*DOCUMENT EXTRACT*
>> BEGIN
Kumar et al. [36] introduced a novel Gated RNN method for action recognition. They evaluated their approach by using UCF Sports dataset and attained an accuracy of 96.8%. Kiran et al. [37] suggested a novel approach using deep learning for action classification. They used a pre-train deep model named resnet50. Global Avg pool and FC layer are used to extract deep features and then fuse them. Finally, the feature vector is used for classification by a classifier. They used KTH, UT-Interaction, UCF YouTube, UCF Sports, and IXMAS datasets for their approach and attained better accuracy. Li et al. [38] suggested a new residual network for HAR based on feature fusion and Global Avg pooling (GAP). They tested their technique by using CAVIAR, UCF101, UCF11, UT-Interaction datasets and attained accuracy above 90%. Ahmed et al. [39] suggested a novel pose descriptor for action recognition. They tested their approach by using HCA, CASIA, UCF11, and UT-Interaction datasets and obtained an accuracy of 88.72%, 98%, 99%, and 96.4% respectively.
>> END
*STATED GOAL 1*
Please list every dataset that the action recognition review says Kiran et al. used for their approach.
*STATED GOAL 2*
Go on with the action recognition review from its final sentence.

*DATA*
>> BEGIN
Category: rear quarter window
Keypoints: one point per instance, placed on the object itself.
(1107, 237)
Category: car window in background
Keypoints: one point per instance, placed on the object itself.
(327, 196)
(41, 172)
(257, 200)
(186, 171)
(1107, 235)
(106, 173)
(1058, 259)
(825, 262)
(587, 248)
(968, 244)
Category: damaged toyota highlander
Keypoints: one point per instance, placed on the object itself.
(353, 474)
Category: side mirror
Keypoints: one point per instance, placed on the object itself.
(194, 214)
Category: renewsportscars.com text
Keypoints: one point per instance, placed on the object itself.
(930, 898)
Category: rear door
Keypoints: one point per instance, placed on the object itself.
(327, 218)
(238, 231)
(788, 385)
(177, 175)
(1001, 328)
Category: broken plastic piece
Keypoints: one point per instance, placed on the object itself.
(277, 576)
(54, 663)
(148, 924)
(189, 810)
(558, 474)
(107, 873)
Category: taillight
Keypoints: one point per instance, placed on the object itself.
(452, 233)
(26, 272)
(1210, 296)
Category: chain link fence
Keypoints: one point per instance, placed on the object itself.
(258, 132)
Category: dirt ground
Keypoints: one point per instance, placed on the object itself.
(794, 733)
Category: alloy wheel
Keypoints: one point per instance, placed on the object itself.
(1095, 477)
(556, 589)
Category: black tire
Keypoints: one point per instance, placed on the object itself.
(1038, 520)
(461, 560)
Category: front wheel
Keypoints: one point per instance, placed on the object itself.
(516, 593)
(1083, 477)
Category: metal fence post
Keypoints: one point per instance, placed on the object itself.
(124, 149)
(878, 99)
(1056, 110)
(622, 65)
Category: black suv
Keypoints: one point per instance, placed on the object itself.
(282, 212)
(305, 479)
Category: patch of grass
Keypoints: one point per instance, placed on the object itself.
>> END
*EXERCISE RESULT 1*
KTH, UT-Interaction, UCF YouTube, UCF Sports, IXMAS

*EXERCISE RESULT 2*
The preceding methods concentrated on HAR’s temporal data. They improved accuracy by using several publicly available datasets. Few scientists concentrated on the fusion process. The combination of multi-level features improves recognition accuracy while increasing computational time. The major challenges that researchers are still facing: (i) deep learning networks are used to extract the most relevant features; (ii) redundant and irrelevant features not only reduce accuracy but also increase computational time. In this paper, we proposed a new framework for HAR based on deep learning and a hybrid PSO algorithm. Our most significant contributions are as follows:
• Fine-tuned MobileNet V2 and DarkNet 53 pre-trained deep learning models on action recognition datasets using transfer learning. The weights of the 50% layers have been freeze instead of all layers except new FC layer.
• Features are extracted from middle layers (average pooling and convolution) and fused by employing canonical correlation analysis (CCA) approach. The CCA technique is refined by single threshold function called Non-Redundant Function.
• A hybrid particle swarm optimization algorithm is opted. The proposed hybrid algorithm is based on the crow search optimization output features.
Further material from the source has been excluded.